(Entries pointing to labeled objects)
---*---

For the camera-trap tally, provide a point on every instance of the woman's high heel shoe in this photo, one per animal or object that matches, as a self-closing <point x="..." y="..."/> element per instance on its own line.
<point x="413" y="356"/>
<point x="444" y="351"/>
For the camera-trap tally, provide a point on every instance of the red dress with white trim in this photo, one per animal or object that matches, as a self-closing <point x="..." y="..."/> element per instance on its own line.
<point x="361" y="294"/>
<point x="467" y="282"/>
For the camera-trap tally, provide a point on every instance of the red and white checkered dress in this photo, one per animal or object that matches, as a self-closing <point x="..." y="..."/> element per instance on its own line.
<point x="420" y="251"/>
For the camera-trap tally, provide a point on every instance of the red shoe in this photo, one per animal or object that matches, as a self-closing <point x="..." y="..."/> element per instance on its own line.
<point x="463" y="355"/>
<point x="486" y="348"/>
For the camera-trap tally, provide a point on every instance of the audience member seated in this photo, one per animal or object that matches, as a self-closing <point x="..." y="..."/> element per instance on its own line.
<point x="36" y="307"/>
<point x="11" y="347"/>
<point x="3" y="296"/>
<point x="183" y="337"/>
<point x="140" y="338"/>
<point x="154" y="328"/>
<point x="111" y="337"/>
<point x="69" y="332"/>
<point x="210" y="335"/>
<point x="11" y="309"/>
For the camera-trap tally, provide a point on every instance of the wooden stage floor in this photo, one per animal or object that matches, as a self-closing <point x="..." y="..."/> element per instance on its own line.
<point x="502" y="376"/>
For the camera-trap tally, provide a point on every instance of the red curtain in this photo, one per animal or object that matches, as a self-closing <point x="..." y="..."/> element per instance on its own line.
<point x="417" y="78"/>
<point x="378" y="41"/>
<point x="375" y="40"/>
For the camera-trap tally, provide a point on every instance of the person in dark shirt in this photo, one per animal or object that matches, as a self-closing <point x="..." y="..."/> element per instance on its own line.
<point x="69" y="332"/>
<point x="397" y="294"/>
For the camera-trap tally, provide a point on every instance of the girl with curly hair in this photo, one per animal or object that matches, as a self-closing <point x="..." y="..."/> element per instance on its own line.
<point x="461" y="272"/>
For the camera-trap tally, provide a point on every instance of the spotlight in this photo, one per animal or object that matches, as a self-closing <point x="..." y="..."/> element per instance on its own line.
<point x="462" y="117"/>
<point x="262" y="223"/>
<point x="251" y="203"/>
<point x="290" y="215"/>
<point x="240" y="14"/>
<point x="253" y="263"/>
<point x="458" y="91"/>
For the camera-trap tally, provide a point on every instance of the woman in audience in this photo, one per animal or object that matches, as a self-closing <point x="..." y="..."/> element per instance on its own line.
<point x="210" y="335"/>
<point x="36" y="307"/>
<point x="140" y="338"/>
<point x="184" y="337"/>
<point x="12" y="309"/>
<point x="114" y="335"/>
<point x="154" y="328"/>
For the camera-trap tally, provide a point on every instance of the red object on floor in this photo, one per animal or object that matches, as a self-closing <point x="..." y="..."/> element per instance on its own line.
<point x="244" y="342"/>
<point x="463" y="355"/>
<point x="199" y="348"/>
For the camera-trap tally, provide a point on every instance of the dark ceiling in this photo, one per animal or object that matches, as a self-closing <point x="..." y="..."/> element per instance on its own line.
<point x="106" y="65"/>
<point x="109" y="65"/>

---*---

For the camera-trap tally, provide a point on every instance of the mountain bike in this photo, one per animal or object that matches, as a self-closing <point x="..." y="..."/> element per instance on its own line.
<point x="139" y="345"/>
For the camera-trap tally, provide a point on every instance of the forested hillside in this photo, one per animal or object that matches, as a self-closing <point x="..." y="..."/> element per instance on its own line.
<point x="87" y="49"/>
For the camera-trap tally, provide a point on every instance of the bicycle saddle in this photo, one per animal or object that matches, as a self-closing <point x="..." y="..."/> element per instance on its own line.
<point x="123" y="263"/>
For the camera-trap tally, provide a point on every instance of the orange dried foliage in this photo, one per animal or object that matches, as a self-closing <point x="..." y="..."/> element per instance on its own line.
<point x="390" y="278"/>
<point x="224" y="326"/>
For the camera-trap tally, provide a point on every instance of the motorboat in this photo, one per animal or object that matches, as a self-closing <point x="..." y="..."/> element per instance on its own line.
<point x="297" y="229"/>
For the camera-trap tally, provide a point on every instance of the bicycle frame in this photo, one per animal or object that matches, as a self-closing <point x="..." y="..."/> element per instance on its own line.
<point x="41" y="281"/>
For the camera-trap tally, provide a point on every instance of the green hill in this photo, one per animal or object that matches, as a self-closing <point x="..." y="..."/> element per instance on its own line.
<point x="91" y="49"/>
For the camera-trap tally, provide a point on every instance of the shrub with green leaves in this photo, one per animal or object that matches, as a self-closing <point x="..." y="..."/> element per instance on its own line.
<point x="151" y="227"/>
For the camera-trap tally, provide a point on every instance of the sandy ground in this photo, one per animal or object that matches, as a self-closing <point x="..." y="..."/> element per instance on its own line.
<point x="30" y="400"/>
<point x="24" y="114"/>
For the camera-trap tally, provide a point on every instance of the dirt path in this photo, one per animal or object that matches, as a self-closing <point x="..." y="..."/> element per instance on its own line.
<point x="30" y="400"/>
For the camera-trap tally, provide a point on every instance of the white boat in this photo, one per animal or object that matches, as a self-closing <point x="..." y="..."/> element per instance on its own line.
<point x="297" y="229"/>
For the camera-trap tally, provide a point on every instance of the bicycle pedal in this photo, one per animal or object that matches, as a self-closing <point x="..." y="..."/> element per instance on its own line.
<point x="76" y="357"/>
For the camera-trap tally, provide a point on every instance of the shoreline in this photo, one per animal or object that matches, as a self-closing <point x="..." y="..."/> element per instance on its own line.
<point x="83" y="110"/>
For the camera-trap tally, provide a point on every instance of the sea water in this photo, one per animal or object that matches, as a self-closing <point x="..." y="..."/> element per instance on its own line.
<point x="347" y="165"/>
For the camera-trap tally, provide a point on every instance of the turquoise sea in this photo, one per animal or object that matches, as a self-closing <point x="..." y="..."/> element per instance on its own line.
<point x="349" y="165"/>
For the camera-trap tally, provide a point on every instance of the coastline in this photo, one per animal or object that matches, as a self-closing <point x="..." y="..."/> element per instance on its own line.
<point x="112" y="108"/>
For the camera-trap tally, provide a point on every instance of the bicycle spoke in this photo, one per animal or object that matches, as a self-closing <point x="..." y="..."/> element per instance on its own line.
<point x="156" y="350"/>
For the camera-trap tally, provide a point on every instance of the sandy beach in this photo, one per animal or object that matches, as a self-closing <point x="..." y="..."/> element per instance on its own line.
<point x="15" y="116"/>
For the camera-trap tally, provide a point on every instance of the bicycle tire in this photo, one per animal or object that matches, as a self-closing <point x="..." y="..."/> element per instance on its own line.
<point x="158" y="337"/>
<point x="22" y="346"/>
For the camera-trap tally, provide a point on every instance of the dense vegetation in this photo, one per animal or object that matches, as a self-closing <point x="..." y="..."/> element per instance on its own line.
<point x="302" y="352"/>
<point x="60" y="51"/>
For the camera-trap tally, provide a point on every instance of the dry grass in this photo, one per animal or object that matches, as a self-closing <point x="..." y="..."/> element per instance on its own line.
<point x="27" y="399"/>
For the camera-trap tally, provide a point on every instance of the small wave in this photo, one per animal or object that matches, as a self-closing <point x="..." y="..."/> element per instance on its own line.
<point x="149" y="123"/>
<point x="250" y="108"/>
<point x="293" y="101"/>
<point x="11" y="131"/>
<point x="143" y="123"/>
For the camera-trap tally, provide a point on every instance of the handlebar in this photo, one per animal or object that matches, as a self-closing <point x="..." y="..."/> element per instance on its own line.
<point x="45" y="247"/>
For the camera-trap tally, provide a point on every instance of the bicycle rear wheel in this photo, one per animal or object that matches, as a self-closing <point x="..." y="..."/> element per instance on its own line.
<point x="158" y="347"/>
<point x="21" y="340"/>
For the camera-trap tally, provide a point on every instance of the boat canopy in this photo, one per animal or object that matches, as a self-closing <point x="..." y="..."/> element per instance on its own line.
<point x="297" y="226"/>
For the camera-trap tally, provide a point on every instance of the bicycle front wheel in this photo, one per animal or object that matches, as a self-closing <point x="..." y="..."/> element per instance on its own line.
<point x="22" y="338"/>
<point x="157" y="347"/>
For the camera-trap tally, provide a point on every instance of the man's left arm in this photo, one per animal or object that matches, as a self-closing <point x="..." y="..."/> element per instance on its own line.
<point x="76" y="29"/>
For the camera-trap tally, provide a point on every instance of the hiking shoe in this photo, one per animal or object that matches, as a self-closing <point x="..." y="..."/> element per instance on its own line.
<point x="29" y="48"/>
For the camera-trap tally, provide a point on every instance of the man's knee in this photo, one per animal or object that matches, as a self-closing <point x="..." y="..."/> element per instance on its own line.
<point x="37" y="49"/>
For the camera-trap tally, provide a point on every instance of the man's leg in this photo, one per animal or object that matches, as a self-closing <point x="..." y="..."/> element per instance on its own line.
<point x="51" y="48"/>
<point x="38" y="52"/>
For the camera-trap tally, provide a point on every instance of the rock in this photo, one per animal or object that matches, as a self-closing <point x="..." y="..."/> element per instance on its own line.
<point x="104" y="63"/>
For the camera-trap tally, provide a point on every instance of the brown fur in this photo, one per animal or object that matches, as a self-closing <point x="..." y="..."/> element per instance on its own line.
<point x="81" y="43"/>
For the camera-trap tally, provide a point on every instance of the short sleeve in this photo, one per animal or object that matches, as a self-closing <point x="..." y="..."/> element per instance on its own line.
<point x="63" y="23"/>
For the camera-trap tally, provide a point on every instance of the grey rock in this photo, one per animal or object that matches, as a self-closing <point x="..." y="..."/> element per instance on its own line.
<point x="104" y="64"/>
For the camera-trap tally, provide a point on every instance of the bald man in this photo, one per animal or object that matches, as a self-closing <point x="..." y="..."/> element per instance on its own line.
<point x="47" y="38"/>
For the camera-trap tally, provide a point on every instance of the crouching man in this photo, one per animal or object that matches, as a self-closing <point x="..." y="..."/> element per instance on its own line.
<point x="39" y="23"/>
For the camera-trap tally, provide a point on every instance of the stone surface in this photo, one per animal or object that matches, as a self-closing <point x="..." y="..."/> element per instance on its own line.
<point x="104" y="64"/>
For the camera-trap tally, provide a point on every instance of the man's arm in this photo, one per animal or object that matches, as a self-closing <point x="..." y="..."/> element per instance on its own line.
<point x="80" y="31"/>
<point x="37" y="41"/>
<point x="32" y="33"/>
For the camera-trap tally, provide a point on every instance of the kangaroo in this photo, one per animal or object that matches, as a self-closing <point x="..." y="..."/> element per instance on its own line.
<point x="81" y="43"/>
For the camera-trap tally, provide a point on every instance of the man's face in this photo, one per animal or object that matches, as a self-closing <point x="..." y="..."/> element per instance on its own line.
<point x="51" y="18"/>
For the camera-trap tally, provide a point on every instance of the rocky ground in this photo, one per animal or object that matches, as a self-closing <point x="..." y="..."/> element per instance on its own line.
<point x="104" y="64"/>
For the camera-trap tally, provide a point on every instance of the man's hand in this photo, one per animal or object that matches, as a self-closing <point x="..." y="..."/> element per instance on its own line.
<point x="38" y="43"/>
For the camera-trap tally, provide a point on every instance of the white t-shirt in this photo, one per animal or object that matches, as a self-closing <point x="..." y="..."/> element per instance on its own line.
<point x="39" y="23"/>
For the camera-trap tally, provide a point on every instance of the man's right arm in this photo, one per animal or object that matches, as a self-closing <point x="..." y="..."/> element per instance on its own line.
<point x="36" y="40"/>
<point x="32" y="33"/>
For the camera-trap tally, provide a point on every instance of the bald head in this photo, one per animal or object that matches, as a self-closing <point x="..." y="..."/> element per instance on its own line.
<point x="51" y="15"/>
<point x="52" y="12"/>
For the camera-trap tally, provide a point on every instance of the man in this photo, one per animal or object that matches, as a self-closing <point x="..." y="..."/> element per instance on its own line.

---*---

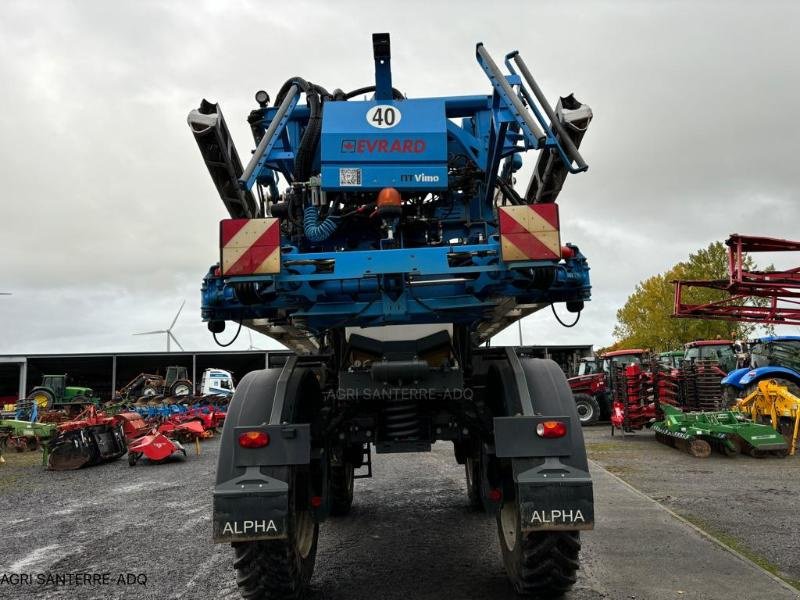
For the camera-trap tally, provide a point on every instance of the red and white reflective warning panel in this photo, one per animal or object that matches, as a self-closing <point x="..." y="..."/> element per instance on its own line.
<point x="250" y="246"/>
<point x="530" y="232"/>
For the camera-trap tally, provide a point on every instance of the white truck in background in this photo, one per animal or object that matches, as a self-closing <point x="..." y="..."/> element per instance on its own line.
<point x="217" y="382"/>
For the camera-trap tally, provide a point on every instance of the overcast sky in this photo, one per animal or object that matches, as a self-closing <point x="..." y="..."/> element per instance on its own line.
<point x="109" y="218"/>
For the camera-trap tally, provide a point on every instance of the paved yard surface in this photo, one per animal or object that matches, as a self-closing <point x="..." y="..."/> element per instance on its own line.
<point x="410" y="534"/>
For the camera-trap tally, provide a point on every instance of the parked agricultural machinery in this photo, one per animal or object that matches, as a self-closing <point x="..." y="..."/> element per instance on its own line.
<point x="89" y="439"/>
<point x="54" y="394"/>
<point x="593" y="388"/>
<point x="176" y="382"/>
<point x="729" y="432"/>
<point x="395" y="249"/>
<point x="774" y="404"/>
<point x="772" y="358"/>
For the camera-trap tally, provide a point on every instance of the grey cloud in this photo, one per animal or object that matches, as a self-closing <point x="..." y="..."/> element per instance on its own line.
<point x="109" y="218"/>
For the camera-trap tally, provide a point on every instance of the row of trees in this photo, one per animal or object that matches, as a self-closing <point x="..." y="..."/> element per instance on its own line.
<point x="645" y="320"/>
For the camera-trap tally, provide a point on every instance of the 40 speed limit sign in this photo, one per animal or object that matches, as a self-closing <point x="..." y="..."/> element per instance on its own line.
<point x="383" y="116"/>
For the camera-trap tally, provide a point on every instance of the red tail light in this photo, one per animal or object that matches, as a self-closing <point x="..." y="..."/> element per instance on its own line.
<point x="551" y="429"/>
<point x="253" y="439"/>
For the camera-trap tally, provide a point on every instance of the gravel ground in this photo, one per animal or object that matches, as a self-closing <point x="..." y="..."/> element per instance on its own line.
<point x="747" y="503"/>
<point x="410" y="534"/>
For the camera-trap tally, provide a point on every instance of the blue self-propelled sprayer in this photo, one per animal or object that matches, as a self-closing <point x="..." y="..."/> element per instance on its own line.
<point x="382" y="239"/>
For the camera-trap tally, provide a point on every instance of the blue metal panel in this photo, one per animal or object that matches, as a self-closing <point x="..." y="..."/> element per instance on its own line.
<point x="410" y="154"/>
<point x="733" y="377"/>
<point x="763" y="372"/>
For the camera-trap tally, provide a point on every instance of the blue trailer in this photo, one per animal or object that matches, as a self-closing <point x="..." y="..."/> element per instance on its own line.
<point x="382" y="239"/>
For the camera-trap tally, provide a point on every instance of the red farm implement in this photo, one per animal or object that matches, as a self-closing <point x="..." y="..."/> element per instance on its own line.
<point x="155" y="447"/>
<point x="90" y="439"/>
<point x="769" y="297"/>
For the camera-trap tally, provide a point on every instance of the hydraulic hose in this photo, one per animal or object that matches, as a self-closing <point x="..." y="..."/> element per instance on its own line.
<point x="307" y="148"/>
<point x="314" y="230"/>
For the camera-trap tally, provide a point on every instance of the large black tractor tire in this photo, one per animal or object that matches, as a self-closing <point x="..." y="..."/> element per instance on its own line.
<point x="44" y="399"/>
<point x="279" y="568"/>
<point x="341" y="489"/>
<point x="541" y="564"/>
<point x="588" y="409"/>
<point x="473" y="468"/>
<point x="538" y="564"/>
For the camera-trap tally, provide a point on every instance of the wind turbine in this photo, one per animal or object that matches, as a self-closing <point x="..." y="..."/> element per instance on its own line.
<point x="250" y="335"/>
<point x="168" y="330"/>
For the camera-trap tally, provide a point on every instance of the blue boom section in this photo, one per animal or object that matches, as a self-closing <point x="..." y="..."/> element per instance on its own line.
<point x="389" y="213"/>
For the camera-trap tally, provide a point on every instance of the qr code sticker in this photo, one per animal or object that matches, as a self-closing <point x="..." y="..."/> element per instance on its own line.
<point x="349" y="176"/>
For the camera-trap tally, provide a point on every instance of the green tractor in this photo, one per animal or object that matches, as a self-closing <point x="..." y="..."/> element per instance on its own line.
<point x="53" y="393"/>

---*---

Select each line from the three blocks above that contains the string "agricultural", treating uppercase and lowercase letters as distinct, and copy those lines.

FINAL RESULT:
For the camera-trap tally, provide a point on every instance of the parked agricultural machinery in this photo, one per animal or object that matches, as a self-closing <point x="..." y="..."/> element per instance on its own line.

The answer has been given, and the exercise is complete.